Point-per-instance localization data
▼▼▼
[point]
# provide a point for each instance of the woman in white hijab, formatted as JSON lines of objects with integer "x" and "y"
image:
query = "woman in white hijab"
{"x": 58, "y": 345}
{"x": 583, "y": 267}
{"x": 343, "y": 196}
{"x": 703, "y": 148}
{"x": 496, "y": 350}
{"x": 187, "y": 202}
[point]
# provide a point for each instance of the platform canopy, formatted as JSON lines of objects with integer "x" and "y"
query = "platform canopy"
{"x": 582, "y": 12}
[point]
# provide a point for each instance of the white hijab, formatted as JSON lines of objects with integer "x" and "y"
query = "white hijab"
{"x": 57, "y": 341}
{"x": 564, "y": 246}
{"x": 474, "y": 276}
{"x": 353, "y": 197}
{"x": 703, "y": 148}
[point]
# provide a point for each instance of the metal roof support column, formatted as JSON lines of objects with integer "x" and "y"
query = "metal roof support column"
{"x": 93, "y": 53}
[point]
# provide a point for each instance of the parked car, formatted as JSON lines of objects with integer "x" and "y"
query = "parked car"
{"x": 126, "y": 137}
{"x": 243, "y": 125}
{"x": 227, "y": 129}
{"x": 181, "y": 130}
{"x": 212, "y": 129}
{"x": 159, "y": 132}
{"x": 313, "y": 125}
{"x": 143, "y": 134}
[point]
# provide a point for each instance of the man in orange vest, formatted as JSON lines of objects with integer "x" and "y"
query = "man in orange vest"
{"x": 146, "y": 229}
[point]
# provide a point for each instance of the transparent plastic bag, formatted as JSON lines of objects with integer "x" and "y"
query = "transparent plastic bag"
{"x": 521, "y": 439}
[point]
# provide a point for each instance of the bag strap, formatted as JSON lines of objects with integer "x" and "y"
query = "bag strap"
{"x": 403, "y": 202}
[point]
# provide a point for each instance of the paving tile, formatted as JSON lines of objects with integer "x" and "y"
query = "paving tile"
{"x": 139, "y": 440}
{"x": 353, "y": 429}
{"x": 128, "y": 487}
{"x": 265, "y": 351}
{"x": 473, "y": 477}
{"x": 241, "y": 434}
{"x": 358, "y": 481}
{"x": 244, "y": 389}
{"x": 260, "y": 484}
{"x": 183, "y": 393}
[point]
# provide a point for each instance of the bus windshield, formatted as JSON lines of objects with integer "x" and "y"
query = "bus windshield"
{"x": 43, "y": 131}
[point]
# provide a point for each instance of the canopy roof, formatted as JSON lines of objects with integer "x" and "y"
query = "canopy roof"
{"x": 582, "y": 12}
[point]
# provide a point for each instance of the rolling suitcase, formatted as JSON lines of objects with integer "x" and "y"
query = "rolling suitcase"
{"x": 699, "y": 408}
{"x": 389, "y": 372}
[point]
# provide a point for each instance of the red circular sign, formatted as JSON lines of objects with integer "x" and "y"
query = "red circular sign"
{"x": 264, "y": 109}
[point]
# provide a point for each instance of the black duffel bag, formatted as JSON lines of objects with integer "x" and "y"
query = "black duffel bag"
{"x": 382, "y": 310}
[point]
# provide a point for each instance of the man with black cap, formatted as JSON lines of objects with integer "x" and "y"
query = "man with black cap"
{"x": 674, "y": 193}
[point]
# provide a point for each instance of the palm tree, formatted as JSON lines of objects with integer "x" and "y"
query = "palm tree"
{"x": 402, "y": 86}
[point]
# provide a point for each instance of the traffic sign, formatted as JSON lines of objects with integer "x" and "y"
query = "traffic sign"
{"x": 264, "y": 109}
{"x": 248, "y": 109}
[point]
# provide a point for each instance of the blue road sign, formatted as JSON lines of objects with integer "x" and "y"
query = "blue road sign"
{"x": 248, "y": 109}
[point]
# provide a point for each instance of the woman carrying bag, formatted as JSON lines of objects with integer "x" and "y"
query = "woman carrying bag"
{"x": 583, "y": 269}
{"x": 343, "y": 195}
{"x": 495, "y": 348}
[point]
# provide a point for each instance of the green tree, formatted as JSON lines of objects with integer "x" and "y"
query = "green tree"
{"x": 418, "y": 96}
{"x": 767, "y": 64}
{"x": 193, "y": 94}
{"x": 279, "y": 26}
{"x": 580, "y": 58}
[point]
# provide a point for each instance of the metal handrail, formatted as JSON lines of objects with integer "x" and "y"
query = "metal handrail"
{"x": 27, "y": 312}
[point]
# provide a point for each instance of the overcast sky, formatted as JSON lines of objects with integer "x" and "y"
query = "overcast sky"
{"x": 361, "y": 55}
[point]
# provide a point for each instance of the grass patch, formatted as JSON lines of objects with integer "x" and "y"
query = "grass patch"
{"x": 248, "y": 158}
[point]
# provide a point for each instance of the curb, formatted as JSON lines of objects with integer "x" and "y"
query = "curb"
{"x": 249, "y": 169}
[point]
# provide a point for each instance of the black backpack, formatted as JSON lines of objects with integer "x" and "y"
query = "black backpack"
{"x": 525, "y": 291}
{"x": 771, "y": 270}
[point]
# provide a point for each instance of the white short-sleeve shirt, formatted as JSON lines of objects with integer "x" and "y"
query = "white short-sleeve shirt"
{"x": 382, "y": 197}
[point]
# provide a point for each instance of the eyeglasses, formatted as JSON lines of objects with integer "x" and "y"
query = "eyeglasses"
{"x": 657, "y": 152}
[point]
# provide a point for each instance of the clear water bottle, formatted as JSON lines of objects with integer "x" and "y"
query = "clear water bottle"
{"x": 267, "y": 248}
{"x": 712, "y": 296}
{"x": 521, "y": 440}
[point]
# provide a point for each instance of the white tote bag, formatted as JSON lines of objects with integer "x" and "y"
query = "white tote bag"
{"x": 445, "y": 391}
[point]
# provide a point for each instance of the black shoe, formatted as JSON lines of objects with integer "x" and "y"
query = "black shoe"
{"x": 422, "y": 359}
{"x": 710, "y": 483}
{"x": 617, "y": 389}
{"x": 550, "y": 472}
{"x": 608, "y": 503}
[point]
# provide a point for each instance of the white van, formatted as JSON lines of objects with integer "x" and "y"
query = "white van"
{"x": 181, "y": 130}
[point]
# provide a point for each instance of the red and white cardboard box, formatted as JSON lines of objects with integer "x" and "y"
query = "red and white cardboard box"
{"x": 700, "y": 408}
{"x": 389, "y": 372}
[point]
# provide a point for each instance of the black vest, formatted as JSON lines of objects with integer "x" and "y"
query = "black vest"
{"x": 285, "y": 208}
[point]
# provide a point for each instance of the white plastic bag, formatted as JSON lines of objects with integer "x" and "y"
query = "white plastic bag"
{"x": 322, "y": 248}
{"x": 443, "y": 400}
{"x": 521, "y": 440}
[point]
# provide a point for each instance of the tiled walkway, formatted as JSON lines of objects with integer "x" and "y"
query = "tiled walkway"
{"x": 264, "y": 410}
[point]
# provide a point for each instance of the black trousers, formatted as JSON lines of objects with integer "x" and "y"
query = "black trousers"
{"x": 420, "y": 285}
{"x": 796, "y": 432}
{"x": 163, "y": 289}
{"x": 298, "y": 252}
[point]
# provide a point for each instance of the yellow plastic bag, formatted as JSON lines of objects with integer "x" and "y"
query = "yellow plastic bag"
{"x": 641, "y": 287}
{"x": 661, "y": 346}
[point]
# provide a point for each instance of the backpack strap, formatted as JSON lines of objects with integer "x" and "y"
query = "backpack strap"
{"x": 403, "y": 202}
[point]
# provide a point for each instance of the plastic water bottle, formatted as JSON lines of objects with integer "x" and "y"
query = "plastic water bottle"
▲▲▲
▼▼▼
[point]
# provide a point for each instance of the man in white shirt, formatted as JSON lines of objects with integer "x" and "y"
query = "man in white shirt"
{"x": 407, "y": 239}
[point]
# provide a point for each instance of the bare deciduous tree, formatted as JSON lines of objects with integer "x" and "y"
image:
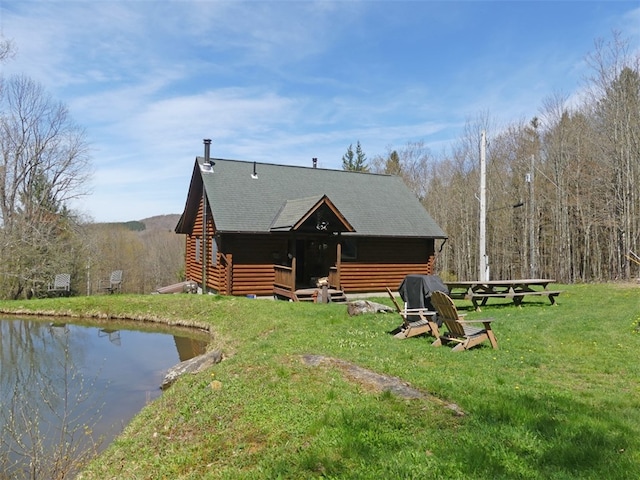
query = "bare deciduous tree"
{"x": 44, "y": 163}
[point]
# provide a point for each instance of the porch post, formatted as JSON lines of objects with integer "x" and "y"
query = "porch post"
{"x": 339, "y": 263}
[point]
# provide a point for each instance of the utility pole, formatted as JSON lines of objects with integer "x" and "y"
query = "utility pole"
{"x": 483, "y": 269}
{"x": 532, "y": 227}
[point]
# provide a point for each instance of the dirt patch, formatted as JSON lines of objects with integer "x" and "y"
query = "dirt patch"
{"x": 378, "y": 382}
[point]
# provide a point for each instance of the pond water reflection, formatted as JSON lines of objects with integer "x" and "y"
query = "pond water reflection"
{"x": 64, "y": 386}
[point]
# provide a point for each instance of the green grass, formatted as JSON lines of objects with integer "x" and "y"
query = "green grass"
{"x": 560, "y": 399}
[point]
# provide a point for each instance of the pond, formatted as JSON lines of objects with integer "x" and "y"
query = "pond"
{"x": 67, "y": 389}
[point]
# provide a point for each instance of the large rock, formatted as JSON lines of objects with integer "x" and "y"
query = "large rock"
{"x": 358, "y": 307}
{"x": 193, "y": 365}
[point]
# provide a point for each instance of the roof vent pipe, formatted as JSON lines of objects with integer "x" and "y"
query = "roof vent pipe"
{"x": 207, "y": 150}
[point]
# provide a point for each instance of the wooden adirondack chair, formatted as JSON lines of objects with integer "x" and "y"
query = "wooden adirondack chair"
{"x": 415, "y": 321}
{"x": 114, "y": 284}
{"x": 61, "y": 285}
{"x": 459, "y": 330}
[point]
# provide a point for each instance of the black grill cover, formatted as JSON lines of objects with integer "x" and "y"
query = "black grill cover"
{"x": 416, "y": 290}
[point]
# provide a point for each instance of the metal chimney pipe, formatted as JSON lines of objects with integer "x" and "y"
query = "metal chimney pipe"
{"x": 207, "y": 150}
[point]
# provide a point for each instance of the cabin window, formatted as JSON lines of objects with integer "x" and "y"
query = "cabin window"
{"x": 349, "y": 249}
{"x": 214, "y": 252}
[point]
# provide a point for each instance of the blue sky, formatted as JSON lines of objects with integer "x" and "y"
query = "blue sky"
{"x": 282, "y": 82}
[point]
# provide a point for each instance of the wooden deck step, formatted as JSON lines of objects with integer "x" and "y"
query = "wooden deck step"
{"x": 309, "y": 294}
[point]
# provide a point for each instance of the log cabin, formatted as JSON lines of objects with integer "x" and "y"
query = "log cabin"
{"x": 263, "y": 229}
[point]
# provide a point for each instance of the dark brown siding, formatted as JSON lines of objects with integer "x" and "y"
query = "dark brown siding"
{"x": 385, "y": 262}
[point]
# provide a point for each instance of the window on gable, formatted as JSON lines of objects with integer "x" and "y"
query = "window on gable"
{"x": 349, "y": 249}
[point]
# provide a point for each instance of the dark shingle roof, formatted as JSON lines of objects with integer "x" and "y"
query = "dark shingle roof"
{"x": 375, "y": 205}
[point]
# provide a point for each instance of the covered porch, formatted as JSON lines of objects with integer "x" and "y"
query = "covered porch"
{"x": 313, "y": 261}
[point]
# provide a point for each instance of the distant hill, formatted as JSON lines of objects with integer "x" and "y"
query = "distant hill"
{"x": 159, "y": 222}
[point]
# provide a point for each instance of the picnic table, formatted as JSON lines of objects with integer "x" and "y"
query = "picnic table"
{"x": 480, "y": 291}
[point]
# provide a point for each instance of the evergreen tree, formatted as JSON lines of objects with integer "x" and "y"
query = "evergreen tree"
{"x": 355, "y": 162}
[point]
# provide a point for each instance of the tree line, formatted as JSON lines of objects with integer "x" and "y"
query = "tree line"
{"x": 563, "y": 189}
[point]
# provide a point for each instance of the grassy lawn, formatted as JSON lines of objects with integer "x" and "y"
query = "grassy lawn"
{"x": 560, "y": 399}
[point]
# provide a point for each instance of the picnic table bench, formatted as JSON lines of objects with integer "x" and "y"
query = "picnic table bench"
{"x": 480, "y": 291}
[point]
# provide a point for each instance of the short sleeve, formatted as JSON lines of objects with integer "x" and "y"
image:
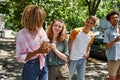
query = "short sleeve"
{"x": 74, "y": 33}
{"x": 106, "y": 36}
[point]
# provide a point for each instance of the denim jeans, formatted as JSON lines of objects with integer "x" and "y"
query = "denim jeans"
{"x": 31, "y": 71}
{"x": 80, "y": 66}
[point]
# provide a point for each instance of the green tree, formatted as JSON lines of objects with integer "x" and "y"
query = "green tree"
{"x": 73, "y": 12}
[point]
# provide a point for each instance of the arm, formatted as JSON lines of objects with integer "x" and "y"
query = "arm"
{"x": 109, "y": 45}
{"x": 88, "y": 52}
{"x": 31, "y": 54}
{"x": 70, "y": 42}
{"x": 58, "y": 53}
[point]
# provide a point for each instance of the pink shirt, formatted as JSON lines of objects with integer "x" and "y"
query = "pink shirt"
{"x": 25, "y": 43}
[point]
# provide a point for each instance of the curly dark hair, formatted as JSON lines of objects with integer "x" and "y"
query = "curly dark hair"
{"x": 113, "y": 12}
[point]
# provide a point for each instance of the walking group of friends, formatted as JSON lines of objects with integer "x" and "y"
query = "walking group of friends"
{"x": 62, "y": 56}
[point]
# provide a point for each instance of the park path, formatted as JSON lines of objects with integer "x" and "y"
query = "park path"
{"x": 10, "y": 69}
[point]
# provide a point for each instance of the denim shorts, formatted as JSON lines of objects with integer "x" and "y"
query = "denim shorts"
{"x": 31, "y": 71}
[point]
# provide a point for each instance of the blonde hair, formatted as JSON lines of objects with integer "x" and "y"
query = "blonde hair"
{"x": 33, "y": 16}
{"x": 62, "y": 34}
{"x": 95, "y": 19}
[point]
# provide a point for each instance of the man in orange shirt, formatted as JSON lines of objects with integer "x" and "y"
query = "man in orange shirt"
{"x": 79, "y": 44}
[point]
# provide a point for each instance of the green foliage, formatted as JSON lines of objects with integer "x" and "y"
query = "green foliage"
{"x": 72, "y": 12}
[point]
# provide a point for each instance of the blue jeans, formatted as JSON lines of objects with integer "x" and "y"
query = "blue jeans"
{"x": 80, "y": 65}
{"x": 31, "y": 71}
▲▲▲
▼▼▼
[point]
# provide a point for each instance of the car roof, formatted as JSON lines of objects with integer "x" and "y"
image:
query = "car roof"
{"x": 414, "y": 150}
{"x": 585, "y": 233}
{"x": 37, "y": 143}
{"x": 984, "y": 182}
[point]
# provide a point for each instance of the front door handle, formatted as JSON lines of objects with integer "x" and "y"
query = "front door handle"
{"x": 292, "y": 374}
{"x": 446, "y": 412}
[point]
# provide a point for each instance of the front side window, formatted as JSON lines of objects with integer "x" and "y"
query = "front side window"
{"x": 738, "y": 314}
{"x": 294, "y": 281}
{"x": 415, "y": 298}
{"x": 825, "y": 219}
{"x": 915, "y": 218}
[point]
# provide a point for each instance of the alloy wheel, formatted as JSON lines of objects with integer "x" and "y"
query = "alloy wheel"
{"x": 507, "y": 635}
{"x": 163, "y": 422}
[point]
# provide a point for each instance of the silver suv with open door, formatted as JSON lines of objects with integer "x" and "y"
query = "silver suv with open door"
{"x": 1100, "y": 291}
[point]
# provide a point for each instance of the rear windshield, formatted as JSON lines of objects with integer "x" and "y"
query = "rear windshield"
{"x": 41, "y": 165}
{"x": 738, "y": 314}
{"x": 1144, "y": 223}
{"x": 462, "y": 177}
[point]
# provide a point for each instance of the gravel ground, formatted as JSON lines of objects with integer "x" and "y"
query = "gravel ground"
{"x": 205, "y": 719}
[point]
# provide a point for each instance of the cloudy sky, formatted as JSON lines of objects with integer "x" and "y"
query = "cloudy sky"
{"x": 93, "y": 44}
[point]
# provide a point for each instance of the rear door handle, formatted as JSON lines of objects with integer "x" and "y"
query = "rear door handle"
▲▲▲
> **What to do**:
Set down, from the entries above, exactly the lines from the one with "# provide a point for each instance of the silver" up to and including the one with "# provide a point for each instance of the gravel", and no other lines.

> **Answer to the problem**:
# provide a point for each instance of the silver suv with open door, formatted as JSON lines of objects with integer "x" and "y"
query = "silver suv with open door"
{"x": 1100, "y": 291}
[point]
# provide a point for each instance of the rear windshield, formatted as JSON lines of objects with integer "x" and "y"
query = "rear windshield"
{"x": 41, "y": 165}
{"x": 738, "y": 314}
{"x": 1144, "y": 223}
{"x": 462, "y": 177}
[point]
# provide a point for each instance of the gravel ground, formatted as JSON lines of objects with integer "x" and "y"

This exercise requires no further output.